Top of TEXT PASSAGE
Consent for publication
Written informed consent for publication of their clinical details and clinical images was obtained from the patient’s parents of the patient.
Genetic testing
Construction of DNA Libraries and Sequencing Exome sequencing was performed according to the manufacturer’s instructions. Briefly, Genomic DNA was extracted from peripheral venous blood samples using whole-blood genomic DNA extraction kit (Tiangen, China). For whole exome sequencing 1 µg DNA was used for library preparation using the TruSeq DNA LT Sample Prep Kit v2 according to the manufacturer’s instructions followed by hybridization using Nimblegen SeqCap EZ Exome v3 (Roche) and Paired-end Sequencing (2 × 100 bp) on the illumina HiSeq 2500 with TruSeq v3 chemistry. A c.50171G>T (p.R16724L) heterozygous mutation of Titin gene (TTN) is found by WES and confirmed with Sanger sequencing in Case 1 (Figure 3a). A c.2459G>A (p.R820Q) heterozygous mutation of myosin-binding protein C gene (MYBPC3) is confirmed in Case 2 and his mother (Figure 3b).
Sanger sequence analysis. a c.50171G>T heterozygous mutation of TTN gene in Case 1. b c.2459G>A heterozygous mutation of MYBPC3 gene in Case 2 and the patient’s mother.
Discussion
Coronary artery development is a delicate, complex, and finely tuned process and the origin and distribution of coronary artery is developed in embryonic 4–6 weeks [12]. Coronary angiography was performed in 110,158 patients with coronary artery disease, and anomalous origin of coronary artery was found in 835 cases [2]. RCA originated from left coronary artery (LCA) sinus was the most common subtype (39.28 %, 328 in 835 cases) [2]. Coronary angiography was also performed in 515 children with congenital heart disease, and abnormal origin of coronary artery was found in 42 cases [13]. RCA originated from LCA sinus accounted for 38.1 % [13]. Although CAA is a very rare, RCA origin anomalies is most common in CAA. RCA that arises from left anterior sinus, with anomalous course, which includes (1) Posterior atrioventricular groove or retrocardiac, (2) Retroaortic, (3) Between aorta and pulmonary artery (intramural), (4) Intraseptal, (5) Anterior to pulmonary outflow and (6) Posteroanterior interventricular groove (wraparound) [14]. The angle between the RCA opening and aortic wall in RCA arising from contralateral coronary sinus is always acute angle. The mechanism of sudden cardiac death is caused by RCA occlusion due to aortic dilation during exercise [14]. Patients with an anomalous coronary artery originating from the opposite sinus of valsalva taking an inter-arterial course have higher rates of both myocardial infarction and surgical revascularisation during long-term follow up [15]. RCA was originated from the left coronary sinus and distributed intramural aortic in case 1 by echocardiography and coronary CTA, and the degree of lumen stenosis is greater than 50 %. RCA was originated from left coronary sinus with inter-arterial course, but no sign of lumen stenosis in case 2.
Bottom of TEXT PASSAGE
Top of RECORD SET
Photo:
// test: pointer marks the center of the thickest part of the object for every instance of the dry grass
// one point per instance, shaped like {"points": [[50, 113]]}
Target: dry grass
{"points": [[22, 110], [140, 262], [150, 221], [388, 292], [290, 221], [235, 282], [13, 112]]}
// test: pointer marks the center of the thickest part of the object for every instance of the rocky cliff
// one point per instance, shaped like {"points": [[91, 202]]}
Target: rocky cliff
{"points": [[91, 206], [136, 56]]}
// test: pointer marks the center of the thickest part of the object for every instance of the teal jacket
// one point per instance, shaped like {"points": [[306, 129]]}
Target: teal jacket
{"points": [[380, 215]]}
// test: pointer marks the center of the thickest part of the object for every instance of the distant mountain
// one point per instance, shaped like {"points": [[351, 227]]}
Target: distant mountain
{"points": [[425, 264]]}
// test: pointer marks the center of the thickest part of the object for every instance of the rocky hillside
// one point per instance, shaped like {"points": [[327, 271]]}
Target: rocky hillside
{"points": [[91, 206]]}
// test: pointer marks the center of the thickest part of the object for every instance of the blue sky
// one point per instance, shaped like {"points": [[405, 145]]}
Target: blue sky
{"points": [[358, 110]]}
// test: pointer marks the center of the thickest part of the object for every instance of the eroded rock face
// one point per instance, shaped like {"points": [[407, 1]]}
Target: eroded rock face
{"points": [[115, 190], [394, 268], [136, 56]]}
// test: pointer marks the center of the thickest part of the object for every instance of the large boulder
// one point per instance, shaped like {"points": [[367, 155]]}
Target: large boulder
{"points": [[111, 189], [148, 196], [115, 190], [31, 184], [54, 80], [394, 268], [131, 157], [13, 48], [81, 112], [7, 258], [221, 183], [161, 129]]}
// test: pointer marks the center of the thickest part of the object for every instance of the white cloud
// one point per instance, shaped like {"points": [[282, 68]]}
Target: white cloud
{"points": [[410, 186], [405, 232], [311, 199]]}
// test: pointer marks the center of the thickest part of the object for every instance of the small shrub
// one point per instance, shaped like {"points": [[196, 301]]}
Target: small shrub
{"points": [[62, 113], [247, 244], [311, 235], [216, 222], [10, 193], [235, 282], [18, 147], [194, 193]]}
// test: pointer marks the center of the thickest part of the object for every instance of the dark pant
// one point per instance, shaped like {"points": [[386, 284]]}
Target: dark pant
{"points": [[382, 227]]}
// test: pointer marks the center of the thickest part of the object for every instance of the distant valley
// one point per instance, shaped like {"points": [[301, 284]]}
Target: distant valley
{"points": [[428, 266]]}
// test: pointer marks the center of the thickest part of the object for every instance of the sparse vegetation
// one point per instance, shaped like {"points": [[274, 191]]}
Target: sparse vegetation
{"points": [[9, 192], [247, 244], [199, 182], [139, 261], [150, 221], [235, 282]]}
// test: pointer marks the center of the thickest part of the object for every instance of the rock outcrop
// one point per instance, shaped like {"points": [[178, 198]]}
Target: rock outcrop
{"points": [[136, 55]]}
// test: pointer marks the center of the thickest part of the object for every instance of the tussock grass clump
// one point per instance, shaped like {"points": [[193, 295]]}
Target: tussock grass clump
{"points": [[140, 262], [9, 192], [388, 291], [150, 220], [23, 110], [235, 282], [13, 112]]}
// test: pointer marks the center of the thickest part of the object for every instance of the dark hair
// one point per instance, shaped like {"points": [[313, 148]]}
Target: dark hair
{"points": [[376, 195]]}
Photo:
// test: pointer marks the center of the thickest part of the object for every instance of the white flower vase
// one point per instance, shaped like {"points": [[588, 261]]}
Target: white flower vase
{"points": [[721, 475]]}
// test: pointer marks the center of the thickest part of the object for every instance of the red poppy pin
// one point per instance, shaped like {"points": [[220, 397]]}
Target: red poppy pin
Bottom of RECORD SET
_PROMPT 1_. Rewrite the part of the case report passage starting at "Sanger sequence analysis." and ending at "the patient’s mother.", replacing "heterozygous" with "homozygous".
_PROMPT 2_. According to the case report passage, in how many of the 835 cases of anomalous coronary artery origin did the RCA originate from the LCA sinus?

_WRITTEN SOLUTION 1_.
Sanger sequence analysis. a c.50171G>T homozygous mutation of TTN gene in Case 1. b c.2459G>A homozygous mutation of MYBPC3 gene in Case 2 and the patient’s mother.

_WRITTEN SOLUTION 2_. 328